## Exercise
How many lines in the listing below contain the string "background", counting only matches with the same capitalization? Reply with the number alone.

----

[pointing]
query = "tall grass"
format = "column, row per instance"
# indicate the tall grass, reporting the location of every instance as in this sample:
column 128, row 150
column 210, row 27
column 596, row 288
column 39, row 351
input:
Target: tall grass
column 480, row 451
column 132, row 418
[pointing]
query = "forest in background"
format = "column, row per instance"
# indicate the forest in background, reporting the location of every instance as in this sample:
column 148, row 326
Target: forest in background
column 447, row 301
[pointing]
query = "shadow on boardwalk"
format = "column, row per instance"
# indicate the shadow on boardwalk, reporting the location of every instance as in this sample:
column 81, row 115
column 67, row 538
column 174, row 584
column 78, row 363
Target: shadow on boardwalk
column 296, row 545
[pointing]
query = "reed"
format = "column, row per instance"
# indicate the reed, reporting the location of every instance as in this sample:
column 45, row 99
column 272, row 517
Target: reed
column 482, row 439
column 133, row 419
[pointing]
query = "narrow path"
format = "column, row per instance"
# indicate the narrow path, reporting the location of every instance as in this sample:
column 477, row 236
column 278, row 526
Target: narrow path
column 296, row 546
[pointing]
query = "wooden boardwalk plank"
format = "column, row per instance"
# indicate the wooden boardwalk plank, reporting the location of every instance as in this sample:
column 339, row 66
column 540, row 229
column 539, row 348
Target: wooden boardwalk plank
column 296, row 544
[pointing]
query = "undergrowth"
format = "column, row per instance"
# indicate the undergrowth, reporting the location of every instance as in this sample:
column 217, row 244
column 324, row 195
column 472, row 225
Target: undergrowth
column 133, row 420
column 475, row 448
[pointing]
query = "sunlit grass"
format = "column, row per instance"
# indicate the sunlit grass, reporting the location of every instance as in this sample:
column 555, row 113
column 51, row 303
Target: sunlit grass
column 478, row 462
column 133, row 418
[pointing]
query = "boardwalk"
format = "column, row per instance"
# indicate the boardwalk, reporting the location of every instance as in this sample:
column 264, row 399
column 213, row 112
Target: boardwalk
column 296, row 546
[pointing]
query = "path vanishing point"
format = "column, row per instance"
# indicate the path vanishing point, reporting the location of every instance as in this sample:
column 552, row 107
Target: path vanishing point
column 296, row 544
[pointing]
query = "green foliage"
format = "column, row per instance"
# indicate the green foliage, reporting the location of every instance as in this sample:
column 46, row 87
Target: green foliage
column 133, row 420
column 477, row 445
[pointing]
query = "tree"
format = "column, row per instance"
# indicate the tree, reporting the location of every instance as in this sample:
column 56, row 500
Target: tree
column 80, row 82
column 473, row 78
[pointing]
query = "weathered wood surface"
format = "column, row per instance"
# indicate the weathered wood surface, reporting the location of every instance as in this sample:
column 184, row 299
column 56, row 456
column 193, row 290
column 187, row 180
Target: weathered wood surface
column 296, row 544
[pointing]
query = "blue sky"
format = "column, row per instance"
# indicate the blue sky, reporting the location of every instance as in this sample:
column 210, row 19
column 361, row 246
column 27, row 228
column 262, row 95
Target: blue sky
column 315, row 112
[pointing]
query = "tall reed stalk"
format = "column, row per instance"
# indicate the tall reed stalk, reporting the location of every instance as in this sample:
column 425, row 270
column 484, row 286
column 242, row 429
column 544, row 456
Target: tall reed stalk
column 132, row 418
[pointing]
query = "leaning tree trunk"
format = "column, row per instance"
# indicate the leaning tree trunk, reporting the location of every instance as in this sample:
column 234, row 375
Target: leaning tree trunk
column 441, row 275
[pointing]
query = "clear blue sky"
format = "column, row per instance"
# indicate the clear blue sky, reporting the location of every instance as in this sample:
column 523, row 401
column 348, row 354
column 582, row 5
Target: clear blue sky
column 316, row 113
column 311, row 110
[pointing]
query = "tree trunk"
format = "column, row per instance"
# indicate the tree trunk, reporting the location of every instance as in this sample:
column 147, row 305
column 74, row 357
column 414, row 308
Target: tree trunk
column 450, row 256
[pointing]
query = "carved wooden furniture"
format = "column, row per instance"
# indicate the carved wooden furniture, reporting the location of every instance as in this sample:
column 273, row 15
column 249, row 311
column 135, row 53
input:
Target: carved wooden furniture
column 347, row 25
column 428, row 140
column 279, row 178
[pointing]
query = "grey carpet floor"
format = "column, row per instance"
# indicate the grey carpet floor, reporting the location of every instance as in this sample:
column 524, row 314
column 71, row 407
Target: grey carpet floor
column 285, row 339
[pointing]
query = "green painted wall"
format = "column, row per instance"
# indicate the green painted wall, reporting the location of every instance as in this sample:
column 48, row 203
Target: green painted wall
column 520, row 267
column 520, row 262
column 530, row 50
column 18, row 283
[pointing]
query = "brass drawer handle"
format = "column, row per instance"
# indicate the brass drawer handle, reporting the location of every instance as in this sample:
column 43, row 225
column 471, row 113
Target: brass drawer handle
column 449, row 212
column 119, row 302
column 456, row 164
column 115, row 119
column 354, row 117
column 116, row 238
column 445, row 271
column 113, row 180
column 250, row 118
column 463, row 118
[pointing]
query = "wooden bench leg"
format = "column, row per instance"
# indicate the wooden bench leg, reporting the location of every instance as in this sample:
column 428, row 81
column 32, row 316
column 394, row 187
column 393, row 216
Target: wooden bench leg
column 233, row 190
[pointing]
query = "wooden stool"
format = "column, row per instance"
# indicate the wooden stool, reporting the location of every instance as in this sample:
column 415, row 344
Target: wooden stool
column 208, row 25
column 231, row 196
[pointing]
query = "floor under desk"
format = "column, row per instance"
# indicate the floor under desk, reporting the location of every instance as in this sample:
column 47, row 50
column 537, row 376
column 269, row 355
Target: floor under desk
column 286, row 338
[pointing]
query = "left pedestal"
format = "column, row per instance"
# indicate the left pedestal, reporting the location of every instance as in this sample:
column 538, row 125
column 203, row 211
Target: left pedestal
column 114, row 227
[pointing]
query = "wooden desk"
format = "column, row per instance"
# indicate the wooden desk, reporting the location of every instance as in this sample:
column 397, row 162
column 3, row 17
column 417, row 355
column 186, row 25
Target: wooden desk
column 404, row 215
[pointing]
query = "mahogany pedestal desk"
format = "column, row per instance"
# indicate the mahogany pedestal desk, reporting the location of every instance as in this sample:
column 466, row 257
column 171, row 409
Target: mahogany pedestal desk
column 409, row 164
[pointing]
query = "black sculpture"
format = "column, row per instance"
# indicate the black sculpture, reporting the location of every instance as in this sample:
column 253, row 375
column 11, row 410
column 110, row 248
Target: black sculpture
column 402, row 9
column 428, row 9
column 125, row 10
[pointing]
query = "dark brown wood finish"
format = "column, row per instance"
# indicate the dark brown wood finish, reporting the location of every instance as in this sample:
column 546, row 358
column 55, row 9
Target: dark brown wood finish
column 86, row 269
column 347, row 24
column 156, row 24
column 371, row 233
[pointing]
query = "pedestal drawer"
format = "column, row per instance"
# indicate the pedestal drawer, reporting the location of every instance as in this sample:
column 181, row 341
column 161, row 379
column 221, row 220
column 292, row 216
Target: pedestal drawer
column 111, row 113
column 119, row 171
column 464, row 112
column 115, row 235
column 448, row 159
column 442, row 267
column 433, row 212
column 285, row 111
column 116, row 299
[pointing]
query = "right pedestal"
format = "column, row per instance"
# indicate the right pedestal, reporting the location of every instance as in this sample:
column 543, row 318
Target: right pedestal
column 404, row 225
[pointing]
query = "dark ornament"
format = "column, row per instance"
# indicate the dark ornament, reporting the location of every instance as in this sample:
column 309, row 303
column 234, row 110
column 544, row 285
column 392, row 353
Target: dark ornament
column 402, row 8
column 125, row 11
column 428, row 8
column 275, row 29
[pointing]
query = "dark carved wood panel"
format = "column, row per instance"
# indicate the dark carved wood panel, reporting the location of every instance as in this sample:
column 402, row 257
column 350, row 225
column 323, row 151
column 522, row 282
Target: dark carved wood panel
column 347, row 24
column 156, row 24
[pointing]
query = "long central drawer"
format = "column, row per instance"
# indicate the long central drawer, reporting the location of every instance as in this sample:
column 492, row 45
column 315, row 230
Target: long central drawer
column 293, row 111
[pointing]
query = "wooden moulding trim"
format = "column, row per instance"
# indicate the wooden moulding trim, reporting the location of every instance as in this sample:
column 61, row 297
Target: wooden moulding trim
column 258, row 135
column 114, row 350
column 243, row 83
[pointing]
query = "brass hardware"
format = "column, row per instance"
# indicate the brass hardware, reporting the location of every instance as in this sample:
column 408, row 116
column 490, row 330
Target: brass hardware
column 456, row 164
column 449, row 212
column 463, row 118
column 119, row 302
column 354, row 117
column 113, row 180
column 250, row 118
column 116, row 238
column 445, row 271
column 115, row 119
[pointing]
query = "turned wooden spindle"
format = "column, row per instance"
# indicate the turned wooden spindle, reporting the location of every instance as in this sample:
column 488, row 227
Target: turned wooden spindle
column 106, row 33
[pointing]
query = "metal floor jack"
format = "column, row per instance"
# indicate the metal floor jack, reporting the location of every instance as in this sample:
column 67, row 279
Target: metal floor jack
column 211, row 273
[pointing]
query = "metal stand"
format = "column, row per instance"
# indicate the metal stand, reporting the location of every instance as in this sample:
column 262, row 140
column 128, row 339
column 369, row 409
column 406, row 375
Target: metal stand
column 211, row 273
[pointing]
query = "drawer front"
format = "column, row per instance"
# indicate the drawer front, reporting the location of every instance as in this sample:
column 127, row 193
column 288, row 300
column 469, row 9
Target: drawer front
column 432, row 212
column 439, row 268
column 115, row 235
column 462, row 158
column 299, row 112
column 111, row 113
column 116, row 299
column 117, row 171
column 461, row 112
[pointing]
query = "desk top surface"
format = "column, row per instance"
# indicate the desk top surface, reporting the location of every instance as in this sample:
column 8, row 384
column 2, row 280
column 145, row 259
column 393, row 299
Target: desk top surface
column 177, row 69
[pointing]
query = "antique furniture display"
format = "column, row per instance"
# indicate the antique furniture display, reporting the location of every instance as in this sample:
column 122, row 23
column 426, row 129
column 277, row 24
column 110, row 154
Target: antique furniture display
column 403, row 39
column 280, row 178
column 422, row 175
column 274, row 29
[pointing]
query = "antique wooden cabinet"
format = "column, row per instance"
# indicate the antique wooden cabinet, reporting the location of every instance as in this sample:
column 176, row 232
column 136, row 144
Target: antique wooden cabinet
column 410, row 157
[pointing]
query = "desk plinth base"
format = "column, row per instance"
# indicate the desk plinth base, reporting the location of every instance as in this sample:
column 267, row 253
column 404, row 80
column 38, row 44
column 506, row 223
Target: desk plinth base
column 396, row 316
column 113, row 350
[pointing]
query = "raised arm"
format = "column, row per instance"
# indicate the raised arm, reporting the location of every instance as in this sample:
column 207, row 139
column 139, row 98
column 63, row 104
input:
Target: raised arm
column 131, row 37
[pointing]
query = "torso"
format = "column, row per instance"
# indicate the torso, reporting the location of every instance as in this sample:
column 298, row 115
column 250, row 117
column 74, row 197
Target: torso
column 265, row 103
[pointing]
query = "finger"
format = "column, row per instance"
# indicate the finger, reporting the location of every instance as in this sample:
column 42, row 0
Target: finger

----

## Output
3